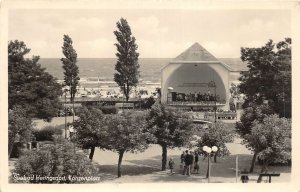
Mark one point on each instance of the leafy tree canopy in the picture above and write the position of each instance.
(127, 66)
(269, 76)
(29, 86)
(71, 70)
(271, 139)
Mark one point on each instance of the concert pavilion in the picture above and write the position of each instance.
(197, 80)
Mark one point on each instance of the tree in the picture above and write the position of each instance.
(53, 161)
(172, 128)
(29, 86)
(127, 66)
(269, 76)
(90, 130)
(71, 70)
(127, 132)
(244, 126)
(19, 127)
(235, 94)
(271, 139)
(216, 135)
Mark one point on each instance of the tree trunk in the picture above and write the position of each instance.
(263, 169)
(127, 92)
(121, 153)
(92, 153)
(164, 158)
(253, 162)
(11, 146)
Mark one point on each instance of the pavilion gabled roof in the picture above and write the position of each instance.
(195, 53)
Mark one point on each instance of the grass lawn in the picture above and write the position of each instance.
(146, 166)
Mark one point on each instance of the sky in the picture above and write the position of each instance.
(159, 33)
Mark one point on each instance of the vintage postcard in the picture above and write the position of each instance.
(140, 95)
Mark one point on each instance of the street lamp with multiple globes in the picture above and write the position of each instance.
(209, 151)
(169, 91)
(72, 135)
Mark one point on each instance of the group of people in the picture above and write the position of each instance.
(196, 97)
(188, 162)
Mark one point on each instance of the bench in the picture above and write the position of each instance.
(261, 175)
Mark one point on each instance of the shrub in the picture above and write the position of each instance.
(47, 133)
(52, 161)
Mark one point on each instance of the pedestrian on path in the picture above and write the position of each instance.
(182, 157)
(244, 177)
(171, 165)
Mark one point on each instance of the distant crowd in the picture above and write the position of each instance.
(188, 162)
(196, 97)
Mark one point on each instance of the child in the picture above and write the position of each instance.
(171, 165)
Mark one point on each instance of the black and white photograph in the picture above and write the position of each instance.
(160, 92)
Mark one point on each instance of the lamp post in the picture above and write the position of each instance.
(213, 84)
(169, 90)
(209, 151)
(72, 130)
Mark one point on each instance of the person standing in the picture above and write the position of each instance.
(171, 165)
(188, 163)
(185, 162)
(192, 161)
(196, 166)
(244, 177)
(182, 156)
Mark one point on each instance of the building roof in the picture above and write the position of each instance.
(236, 64)
(198, 54)
(195, 53)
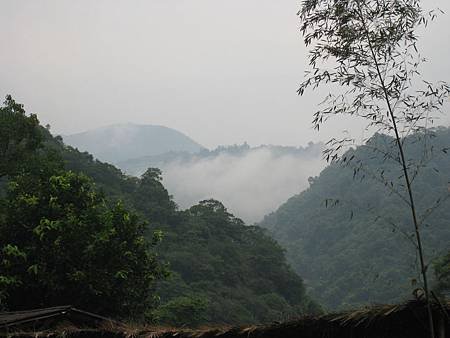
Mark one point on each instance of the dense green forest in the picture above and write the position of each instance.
(350, 234)
(76, 230)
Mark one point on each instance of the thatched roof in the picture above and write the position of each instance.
(387, 321)
(49, 317)
(408, 320)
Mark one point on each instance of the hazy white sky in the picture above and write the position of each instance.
(220, 71)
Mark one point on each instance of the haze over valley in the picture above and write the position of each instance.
(250, 181)
(199, 168)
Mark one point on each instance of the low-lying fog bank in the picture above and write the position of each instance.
(251, 182)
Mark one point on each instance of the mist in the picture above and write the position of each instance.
(250, 185)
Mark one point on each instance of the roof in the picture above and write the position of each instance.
(47, 316)
(403, 320)
(407, 320)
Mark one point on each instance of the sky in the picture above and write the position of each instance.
(222, 72)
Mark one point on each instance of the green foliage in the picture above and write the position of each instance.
(442, 272)
(62, 241)
(349, 234)
(239, 270)
(63, 245)
(183, 311)
(20, 136)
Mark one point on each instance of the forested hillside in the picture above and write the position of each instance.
(350, 232)
(234, 175)
(60, 208)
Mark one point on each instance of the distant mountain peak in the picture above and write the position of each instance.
(119, 142)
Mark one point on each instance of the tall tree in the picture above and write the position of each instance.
(366, 50)
(20, 136)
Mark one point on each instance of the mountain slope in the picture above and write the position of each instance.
(250, 181)
(351, 237)
(223, 272)
(125, 141)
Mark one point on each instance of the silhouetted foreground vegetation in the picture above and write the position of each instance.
(349, 234)
(78, 231)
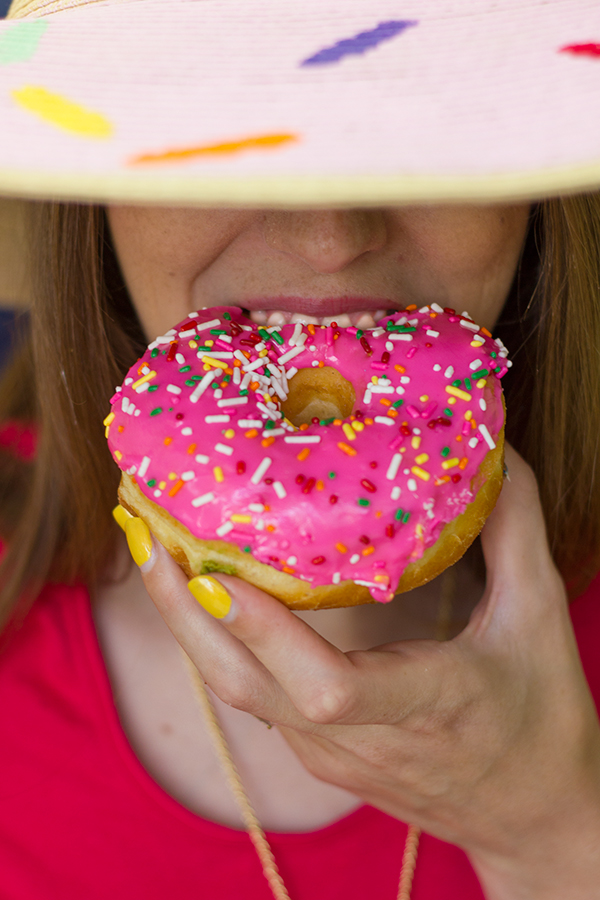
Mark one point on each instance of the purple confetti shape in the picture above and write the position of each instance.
(360, 43)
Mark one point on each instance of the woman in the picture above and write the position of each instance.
(489, 742)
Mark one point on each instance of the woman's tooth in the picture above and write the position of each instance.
(259, 316)
(306, 320)
(276, 318)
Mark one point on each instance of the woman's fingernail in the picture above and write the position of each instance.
(121, 516)
(139, 540)
(211, 594)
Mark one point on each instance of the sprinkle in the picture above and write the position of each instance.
(205, 498)
(487, 437)
(261, 470)
(456, 392)
(302, 439)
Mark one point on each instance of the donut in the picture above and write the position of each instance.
(328, 466)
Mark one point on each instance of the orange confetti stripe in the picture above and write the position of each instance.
(263, 142)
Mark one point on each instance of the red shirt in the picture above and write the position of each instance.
(80, 818)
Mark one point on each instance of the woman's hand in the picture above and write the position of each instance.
(490, 741)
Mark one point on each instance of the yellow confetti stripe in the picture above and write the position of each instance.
(225, 148)
(63, 113)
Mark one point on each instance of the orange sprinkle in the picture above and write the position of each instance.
(176, 488)
(347, 449)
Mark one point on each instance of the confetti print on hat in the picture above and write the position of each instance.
(20, 42)
(225, 148)
(63, 113)
(360, 43)
(582, 49)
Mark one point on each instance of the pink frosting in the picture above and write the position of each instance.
(355, 499)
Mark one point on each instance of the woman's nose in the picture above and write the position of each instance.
(326, 240)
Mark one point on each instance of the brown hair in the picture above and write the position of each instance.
(83, 336)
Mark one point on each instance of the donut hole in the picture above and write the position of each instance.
(321, 393)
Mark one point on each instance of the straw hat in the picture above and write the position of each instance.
(274, 102)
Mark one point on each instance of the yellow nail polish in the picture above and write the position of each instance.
(121, 516)
(139, 540)
(210, 594)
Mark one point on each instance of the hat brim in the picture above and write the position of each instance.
(268, 104)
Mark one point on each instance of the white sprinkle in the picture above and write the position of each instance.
(205, 498)
(394, 466)
(262, 469)
(487, 436)
(232, 401)
(201, 387)
(295, 351)
(224, 529)
(214, 323)
(302, 439)
(279, 489)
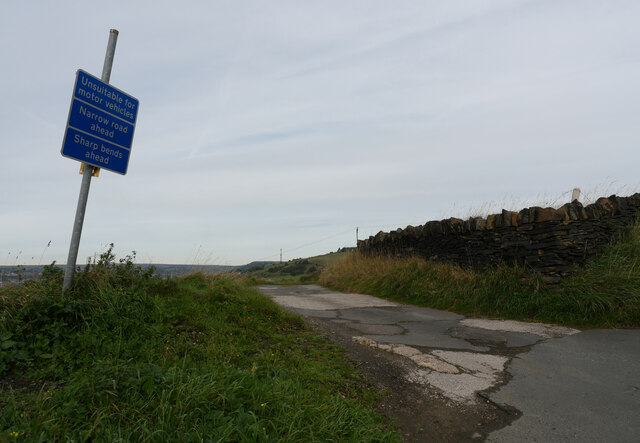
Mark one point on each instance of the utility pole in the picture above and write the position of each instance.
(87, 172)
(575, 195)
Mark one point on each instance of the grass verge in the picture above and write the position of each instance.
(128, 357)
(604, 294)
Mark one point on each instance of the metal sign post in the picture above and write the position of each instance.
(86, 178)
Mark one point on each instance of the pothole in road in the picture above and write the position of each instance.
(458, 375)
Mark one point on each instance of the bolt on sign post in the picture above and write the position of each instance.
(99, 134)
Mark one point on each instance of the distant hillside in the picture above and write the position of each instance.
(11, 274)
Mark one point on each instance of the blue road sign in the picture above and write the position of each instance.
(101, 124)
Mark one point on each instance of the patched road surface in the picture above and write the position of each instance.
(550, 383)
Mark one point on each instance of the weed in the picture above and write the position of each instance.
(605, 293)
(127, 356)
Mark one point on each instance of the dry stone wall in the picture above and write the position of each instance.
(551, 241)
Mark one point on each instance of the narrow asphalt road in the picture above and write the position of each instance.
(558, 384)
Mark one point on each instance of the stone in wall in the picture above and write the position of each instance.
(547, 240)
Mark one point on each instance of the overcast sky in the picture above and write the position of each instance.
(287, 124)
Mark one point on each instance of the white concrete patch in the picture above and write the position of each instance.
(460, 388)
(330, 301)
(476, 363)
(428, 361)
(540, 329)
(458, 375)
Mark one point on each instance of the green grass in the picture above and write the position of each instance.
(128, 357)
(604, 294)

• • • •

_What you should do_
Rewrite all the rows above as a JSON list of strings, one string per line, skipping blank lines and leaving out the pictures.

_Written solution_
[
  "Mark one point on each instance of the leafy tree canopy in the picture above and write the position of each instance.",
  "(127, 66)",
  "(269, 76)",
  "(29, 86)",
  "(71, 70)",
  "(271, 139)",
  "Mark one point on each instance of the concert pavilion in the picture above and write the position of each instance.",
  "(197, 80)",
  "Mark one point on each instance of the tree in the picture above and write the position of each instance.",
  "(53, 161)",
  "(172, 128)",
  "(29, 86)",
  "(127, 66)",
  "(269, 76)",
  "(90, 130)",
  "(71, 70)",
  "(127, 132)",
  "(244, 126)",
  "(19, 127)",
  "(235, 94)",
  "(271, 139)",
  "(216, 135)",
  "Mark one point on each instance of the tree trunk in the picture above and write the position of each instance.",
  "(263, 169)",
  "(127, 92)",
  "(121, 153)",
  "(92, 153)",
  "(164, 158)",
  "(253, 162)",
  "(11, 146)",
  "Mark one point on each instance of the pavilion gabled roof in the picture above and write the position of each instance.",
  "(195, 53)",
  "Mark one point on each instance of the grass lawn in the picture above and write the position of each instance.",
  "(146, 166)",
  "Mark one point on each instance of the sky in the picture above and write the position of each instance.",
  "(159, 33)",
  "Mark one point on each instance of the vintage postcard in the picture above and write the position of each instance.",
  "(140, 95)",
  "Mark one point on each instance of the street lamp with multiple globes in the picture above and write the position of each instance.",
  "(209, 151)",
  "(169, 91)",
  "(72, 135)",
  "Mark one point on each instance of the group of people in the picture above and write the position of each instance.",
  "(196, 97)",
  "(188, 162)",
  "Mark one point on each instance of the bench in the picture above and write the position of each instance.",
  "(261, 175)",
  "Mark one point on each instance of the shrub in the picture above and write the position of each instance.",
  "(47, 133)",
  "(52, 161)",
  "Mark one point on each instance of the pedestrian on path in the picture above and write the position of each instance.",
  "(182, 157)",
  "(244, 177)",
  "(171, 165)",
  "Mark one point on each instance of the distant crowd in the picture above and write the position of each instance.",
  "(188, 162)",
  "(196, 97)",
  "Mark one point on each instance of the child in the picture above and write the position of each instance.",
  "(171, 165)",
  "Mark one point on each instance of the black and white photograph in the picture above and write the position of each instance.",
  "(160, 92)",
  "Mark one point on each instance of the lamp post in the picture above and write the position of each instance.",
  "(213, 84)",
  "(169, 90)",
  "(209, 151)",
  "(72, 130)",
  "Mark one point on each instance of the person standing in the picture above and write the position of each instance.",
  "(171, 165)",
  "(188, 163)",
  "(185, 162)",
  "(192, 161)",
  "(196, 166)",
  "(244, 177)",
  "(182, 156)",
  "Mark one point on each instance of the building roof in the picture above and write the position of each instance.",
  "(236, 64)",
  "(198, 54)",
  "(195, 53)",
  "Mark one point on each instance of the dense green forest in the picture above and write the position of each instance.",
  "(350, 234)",
  "(76, 230)",
  "Mark one point on each instance of the thatched roof in the picture above and write the position of each instance.",
  "(387, 321)",
  "(49, 317)",
  "(408, 320)",
  "Mark one point on each instance of the hazy white sky in the picture above and write the position of each instance.",
  "(220, 71)",
  "Mark one point on each instance of the haze over valley in the picture above and write the position of each instance.",
  "(250, 181)",
  "(199, 168)",
  "Mark one point on each instance of the low-lying fog bank in the picture above and write the position of each instance.",
  "(251, 182)",
  "Mark one point on each instance of the mist in the picture above and write the position of each instance.",
  "(250, 185)",
  "Mark one point on each instance of the roof in the picture above and write the position of each instance.",
  "(47, 316)",
  "(403, 320)",
  "(407, 320)",
  "Mark one point on each instance of the sky in the picture above and write the position of each instance.",
  "(222, 72)",
  "Mark one point on each instance of the green foliage in the picture above and write the position of each instance.",
  "(442, 272)",
  "(62, 241)",
  "(349, 234)",
  "(239, 270)",
  "(63, 245)",
  "(183, 311)",
  "(20, 136)",
  "Mark one point on each instance of the forested hillside in the picture above and write the position of each instance.",
  "(350, 232)",
  "(234, 175)",
  "(60, 208)",
  "Mark one point on each instance of the distant mountain peak in the picture above and write the position of each instance.",
  "(119, 142)",
  "Mark one point on each instance of the tall tree in the picture above and write the position of each instance.",
  "(366, 50)",
  "(20, 136)",
  "Mark one point on each instance of the mountain slope in the picture above and write the position of each instance.",
  "(250, 181)",
  "(351, 237)",
  "(223, 272)",
  "(125, 141)",
  "Mark one point on each instance of the silhouetted foreground vegetation in the picture above and write the position of each instance.",
  "(349, 234)",
  "(78, 231)",
  "Mark one point on each instance of the purple confetti shape in the picture above and write the position of each instance.",
  "(360, 43)",
  "Mark one point on each instance of the woman in the picture above and write the position of each instance.",
  "(489, 742)",
  "Mark one point on each instance of the woman's tooth in the picture above and write the position of each instance.",
  "(259, 316)",
  "(306, 320)",
  "(276, 318)",
  "Mark one point on each instance of the woman's fingernail in the picture above and write the position of each instance.",
  "(121, 516)",
  "(139, 540)",
  "(211, 594)",
  "Mark one point on each instance of the sprinkle in the picture above and write the position of each instance.",
  "(205, 498)",
  "(487, 437)",
  "(261, 470)",
  "(456, 392)",
  "(302, 439)",
  "Mark one point on each instance of the donut in the picture above and write the position of each instance.",
  "(328, 466)",
  "Mark one point on each instance of the orange confetti stripe in the picture above and write the position of each instance.",
  "(263, 142)",
  "Mark one point on each instance of the red shirt in the picture above and write the position of each instance.",
  "(80, 818)",
  "Mark one point on each instance of the woman's hand in the picture above and write the position of each instance.",
  "(490, 741)",
  "Mark one point on each instance of the yellow confetti stripe in the picture above and write the position of each instance.",
  "(225, 148)",
  "(63, 113)",
  "Mark one point on each instance of the orange sprinkle in the picture above and write the position of each instance.",
  "(176, 488)",
  "(347, 449)",
  "Mark one point on each instance of the confetti print on hat in the picture above and write the position of each instance.",
  "(20, 42)",
  "(225, 148)",
  "(63, 113)",
  "(360, 43)",
  "(582, 49)",
  "Mark one point on each instance of the pink frosting in the picture above and write the position of each instance.",
  "(355, 499)",
  "Mark one point on each instance of the woman's nose in the picture above and write the position of each instance.",
  "(326, 240)",
  "Mark one point on each instance of the brown hair in the picture above and write the position of each instance.",
  "(83, 336)",
  "Mark one point on each instance of the donut hole in the picture above and write the position of each instance.",
  "(321, 393)",
  "Mark one point on each instance of the straw hat in the picture above and write the position of each instance.",
  "(274, 102)",
  "Mark one point on each instance of the yellow nail polish in the picture above and write the position of each instance.",
  "(121, 516)",
  "(139, 540)",
  "(210, 594)",
  "Mark one point on each instance of the hat brim in the picture above and write the position of each instance.",
  "(268, 104)",
  "Mark one point on each instance of the white sprinkle in the picture above and write the position of each instance.",
  "(205, 498)",
  "(394, 466)",
  "(262, 469)",
  "(487, 436)",
  "(232, 401)",
  "(201, 387)",
  "(295, 351)",
  "(224, 529)",
  "(214, 323)",
  "(302, 439)",
  "(279, 489)",
  "Mark one point on each instance of the utility pole in the picture above and write the position of each instance.",
  "(87, 172)",
  "(575, 195)",
  "Mark one point on each instance of the grass verge in the picture above and write the position of each instance.",
  "(128, 357)",
  "(604, 294)",
  "Mark one point on each instance of the metal sign post in the picture above and write the position of each instance.",
  "(86, 178)",
  "Mark one point on each instance of the pothole in road in the picture above and write the position of each instance.",
  "(458, 375)",
  "Mark one point on each instance of the bolt on sign post in the picture above and write the position of each instance.",
  "(99, 134)",
  "Mark one point on each instance of the distant hillside in the picture above and write the position of each instance.",
  "(11, 274)",
  "Mark one point on each instance of the blue road sign in the picture above and write the position of each instance.",
  "(101, 124)",
  "Mark one point on each instance of the patched road surface in the picture above and write the position of each instance.",
  "(550, 383)",
  "Mark one point on each instance of the weed in the picture above and write the position of each instance.",
  "(605, 293)",
  "(127, 356)",
  "Mark one point on each instance of the dry stone wall in the picture above and write the position of each instance.",
  "(551, 241)",
  "Mark one point on each instance of the narrow asphalt road in the picture above and write the position of each instance.",
  "(558, 384)",
  "Mark one point on each instance of the stone in wall in the picture above and write the position of each instance.",
  "(547, 240)",
  "Mark one point on each instance of the overcast sky in the picture above and write the position of each instance.",
  "(287, 124)",
  "Mark one point on each instance of the white concrete patch in the picture above and write the position of each instance.",
  "(460, 388)",
  "(330, 301)",
  "(476, 363)",
  "(428, 361)",
  "(540, 329)",
  "(458, 375)",
  "Mark one point on each instance of the green grass in the picture above and write the position of each instance.",
  "(128, 357)",
  "(604, 294)"
]